▼
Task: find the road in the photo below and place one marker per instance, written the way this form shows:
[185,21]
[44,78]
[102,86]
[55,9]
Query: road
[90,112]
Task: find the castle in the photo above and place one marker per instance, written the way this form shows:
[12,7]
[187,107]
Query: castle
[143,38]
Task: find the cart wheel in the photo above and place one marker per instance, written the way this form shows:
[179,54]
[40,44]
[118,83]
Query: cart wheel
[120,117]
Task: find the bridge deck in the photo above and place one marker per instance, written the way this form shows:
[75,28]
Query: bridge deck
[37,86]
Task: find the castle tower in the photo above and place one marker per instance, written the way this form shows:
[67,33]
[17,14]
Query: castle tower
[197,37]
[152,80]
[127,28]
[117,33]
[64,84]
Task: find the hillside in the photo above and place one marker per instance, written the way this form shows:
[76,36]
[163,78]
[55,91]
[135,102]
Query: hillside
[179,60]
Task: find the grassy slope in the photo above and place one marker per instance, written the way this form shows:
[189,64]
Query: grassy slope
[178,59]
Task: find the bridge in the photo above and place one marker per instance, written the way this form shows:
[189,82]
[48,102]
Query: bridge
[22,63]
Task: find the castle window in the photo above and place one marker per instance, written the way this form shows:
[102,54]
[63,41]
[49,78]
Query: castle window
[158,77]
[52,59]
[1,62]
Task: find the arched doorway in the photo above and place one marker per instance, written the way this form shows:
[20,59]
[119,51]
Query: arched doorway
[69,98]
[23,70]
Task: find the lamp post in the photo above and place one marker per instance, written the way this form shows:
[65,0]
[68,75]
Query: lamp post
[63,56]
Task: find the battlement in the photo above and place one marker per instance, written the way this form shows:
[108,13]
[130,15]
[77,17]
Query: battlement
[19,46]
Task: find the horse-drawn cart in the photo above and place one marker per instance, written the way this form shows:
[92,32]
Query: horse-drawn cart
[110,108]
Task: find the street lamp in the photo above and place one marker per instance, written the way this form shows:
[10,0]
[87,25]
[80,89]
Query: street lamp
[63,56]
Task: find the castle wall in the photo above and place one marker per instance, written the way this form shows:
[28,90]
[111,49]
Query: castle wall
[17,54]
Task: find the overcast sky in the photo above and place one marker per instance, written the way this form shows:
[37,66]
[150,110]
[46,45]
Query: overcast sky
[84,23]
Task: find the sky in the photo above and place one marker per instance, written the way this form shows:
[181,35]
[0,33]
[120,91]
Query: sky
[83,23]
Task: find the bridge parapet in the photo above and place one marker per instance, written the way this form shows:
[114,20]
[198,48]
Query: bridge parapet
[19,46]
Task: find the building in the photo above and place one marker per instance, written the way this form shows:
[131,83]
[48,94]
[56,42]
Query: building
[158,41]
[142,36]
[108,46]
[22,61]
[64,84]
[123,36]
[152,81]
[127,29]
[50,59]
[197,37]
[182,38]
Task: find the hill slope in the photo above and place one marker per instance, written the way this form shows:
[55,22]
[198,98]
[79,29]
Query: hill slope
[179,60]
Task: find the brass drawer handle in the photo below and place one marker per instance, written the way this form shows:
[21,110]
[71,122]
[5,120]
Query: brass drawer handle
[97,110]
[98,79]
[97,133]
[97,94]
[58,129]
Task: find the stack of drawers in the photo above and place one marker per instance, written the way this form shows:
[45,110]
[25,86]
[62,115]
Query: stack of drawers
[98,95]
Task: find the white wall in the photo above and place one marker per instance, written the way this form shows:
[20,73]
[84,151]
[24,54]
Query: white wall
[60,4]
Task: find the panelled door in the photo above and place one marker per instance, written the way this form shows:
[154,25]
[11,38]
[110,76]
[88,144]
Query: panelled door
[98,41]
▲
▼
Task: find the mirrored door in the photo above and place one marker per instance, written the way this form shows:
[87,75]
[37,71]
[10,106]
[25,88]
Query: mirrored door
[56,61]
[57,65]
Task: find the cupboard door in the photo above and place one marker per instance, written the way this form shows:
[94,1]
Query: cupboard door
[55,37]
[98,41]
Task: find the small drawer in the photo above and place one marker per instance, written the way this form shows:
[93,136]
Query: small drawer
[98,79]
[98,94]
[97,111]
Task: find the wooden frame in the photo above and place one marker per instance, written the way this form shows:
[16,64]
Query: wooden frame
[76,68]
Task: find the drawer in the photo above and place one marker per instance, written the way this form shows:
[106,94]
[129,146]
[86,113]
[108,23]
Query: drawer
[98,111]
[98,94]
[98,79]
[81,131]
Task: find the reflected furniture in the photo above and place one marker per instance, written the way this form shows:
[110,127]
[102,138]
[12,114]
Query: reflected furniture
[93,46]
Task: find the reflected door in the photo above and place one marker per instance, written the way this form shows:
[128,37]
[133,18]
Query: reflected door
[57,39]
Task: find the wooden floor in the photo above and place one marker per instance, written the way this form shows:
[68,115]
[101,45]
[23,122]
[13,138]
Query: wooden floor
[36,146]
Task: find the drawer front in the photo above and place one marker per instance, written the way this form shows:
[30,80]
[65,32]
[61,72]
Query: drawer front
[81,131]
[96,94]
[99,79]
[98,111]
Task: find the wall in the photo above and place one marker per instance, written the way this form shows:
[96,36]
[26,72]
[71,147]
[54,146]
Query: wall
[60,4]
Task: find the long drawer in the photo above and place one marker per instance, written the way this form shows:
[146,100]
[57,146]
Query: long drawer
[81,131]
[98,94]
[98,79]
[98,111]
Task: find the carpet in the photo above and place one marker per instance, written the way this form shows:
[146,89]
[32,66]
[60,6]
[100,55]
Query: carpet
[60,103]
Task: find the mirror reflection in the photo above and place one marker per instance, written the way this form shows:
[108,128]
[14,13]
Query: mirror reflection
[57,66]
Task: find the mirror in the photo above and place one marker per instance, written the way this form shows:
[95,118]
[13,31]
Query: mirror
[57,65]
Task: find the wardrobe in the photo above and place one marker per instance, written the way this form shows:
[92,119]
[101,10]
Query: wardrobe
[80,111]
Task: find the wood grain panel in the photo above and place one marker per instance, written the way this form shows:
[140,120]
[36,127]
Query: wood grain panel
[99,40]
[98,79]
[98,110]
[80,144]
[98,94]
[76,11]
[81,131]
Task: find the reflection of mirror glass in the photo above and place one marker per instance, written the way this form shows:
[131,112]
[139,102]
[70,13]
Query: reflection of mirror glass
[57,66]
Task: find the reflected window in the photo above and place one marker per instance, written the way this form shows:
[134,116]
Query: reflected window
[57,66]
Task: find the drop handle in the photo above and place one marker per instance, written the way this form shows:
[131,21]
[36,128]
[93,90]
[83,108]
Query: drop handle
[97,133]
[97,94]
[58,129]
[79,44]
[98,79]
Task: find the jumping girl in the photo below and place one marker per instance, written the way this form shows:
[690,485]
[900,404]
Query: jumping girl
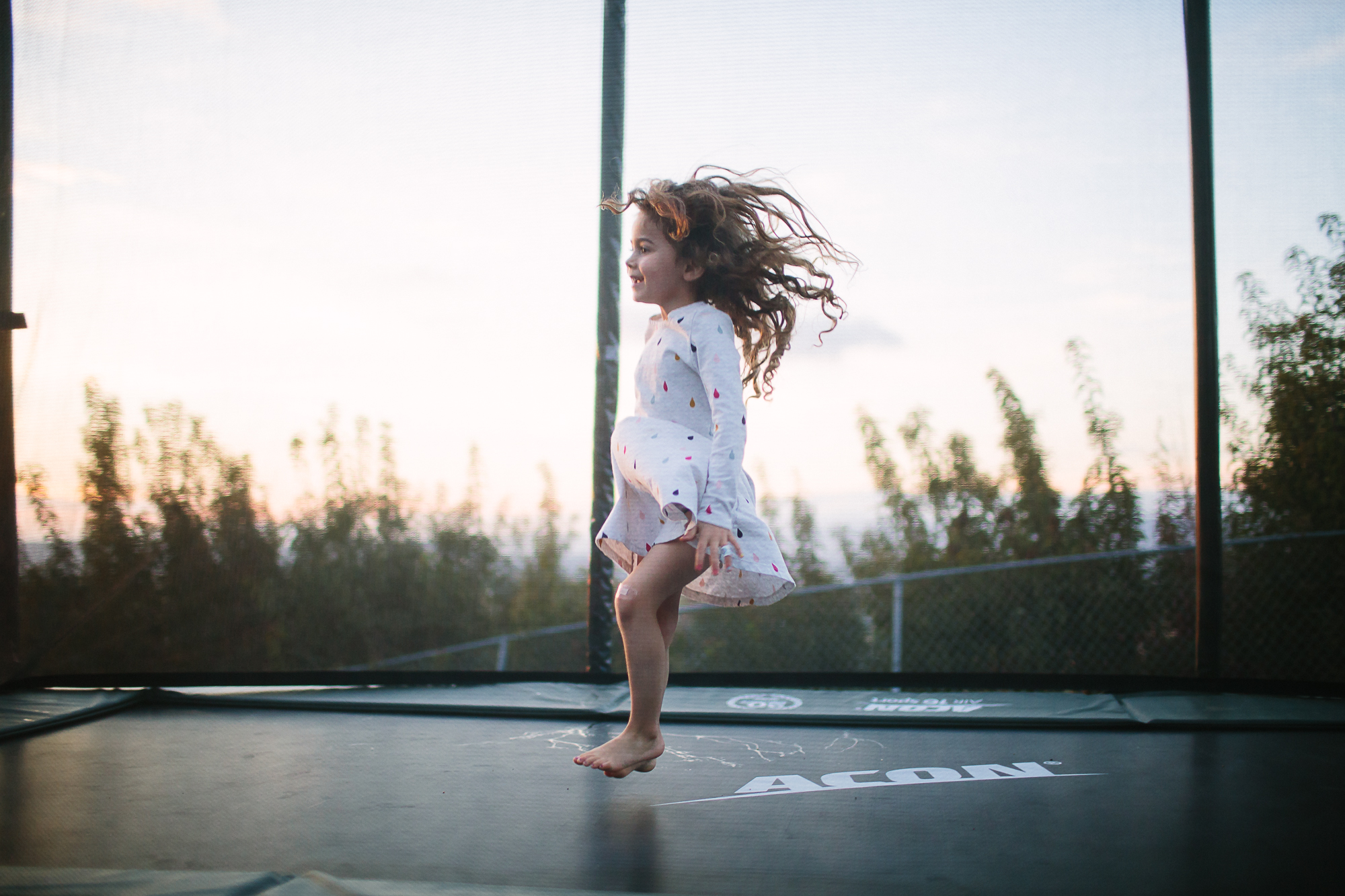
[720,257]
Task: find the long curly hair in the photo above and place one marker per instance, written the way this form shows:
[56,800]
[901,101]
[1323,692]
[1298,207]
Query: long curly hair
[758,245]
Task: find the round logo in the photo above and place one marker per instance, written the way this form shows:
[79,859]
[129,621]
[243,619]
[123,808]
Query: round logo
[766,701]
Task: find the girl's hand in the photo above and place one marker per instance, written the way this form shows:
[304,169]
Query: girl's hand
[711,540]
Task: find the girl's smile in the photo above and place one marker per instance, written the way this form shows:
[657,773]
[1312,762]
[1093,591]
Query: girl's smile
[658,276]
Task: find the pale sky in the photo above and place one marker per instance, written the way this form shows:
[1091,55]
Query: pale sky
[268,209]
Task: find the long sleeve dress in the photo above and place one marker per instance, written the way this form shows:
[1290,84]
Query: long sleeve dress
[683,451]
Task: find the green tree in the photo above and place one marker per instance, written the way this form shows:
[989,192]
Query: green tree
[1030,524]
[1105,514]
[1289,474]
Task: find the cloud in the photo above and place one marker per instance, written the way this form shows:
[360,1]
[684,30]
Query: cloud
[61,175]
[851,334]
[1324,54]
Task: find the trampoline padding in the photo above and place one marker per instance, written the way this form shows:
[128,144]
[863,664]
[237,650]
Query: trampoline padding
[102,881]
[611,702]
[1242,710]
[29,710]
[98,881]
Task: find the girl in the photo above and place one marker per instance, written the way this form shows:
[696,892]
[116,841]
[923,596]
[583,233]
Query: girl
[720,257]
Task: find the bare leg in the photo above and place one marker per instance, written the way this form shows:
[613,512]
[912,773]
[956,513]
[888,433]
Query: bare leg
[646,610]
▲
• _Direction_
Pick out every line of the entries above that contains the string "green" and copy each one. A match must have the same capitalization.

• _Task solution_
Task: find the green tree in the photo above and place one marker per instance, written the way this form shows:
Query: green tree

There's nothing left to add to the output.